**What you have to do:** Every line of the data below is to be retyped exactly.

**Task material:**
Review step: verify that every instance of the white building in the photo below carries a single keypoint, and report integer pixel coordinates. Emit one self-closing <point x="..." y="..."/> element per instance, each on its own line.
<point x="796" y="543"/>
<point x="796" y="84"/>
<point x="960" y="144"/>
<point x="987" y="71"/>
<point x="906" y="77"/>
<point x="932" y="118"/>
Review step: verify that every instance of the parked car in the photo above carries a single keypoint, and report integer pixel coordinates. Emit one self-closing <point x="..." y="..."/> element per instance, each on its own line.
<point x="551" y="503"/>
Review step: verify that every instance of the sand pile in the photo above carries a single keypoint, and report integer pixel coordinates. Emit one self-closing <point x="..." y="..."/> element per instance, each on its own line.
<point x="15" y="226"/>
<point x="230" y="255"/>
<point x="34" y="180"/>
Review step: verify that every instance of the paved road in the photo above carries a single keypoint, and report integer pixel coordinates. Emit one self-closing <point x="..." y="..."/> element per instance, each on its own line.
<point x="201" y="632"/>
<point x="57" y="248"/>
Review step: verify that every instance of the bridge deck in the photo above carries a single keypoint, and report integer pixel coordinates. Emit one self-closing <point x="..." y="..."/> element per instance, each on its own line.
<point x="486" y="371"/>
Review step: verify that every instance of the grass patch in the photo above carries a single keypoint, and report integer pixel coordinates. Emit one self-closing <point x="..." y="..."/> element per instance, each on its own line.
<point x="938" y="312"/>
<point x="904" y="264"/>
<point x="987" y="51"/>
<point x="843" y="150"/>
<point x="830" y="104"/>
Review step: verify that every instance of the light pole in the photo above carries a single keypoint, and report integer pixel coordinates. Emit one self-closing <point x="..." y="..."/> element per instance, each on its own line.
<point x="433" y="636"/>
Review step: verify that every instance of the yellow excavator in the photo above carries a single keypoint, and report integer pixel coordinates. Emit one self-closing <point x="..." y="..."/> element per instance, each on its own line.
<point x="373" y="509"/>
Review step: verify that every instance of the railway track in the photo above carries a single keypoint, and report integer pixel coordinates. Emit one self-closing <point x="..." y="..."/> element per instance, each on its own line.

**Response for this exercise:**
Review step: verify that every instance of the white building in the photo below carries a single keypoint, and report integer pixel coordinates. Emit one self-closing <point x="..." y="..."/> element per instance, each on its own line.
<point x="796" y="543"/>
<point x="796" y="84"/>
<point x="960" y="144"/>
<point x="987" y="71"/>
<point x="906" y="77"/>
<point x="932" y="118"/>
Review step: verify that every instance of the parked car in the photo above carries a single keypoint, and report integer pixel coordinates. Emit one self-closing <point x="..." y="..."/> element per instance, each on its own line.
<point x="551" y="503"/>
Review step: verify that every instance of the sand pile in the photo above carries a single keypoint, and report integer pixel coordinates. Emit one self-closing <point x="..." y="..."/> element per instance, each on its own line.
<point x="15" y="226"/>
<point x="230" y="255"/>
<point x="34" y="180"/>
Review step: verify that every instance of the paved road in the photo above carries a single keypoint, and report integer pixel coordinates. Emit one self-closing <point x="..." y="..."/> element per instance, each on its own line.
<point x="201" y="632"/>
<point x="57" y="248"/>
Review step: verify that every instance of the bridge deck in the photo above carries a single keypoint, and report integer pixel coordinates. Emit one self-closing <point x="..." y="..."/> element per instance, each on its own line.
<point x="486" y="371"/>
Review step: verify that every instance of the grass patch in the photo above carries a single keypoint, and report integer pixel coordinates. Emit one self-closing <point x="..." y="..."/> element per instance, each on its own line.
<point x="938" y="312"/>
<point x="904" y="264"/>
<point x="987" y="51"/>
<point x="843" y="150"/>
<point x="830" y="104"/>
Review step: verify that every instance of the light pole in the photo above carries a single keypoint, and report integer pixel coordinates. Emit one self-closing <point x="..." y="..."/> element per instance, each on its own line.
<point x="433" y="636"/>
Review step: verify that every instance of the yellow excavator in the photo above carries a single keypoint, and report integer pixel coordinates. Emit one self-closing <point x="..." y="..."/> element per instance, each on its own line.
<point x="373" y="509"/>
Review step: verify that every instance of the railway track in the photo above carries a single keypoint, and report integer pixel coordinates. Emit one self-closing <point x="..." y="..."/> element per instance, each on its own line.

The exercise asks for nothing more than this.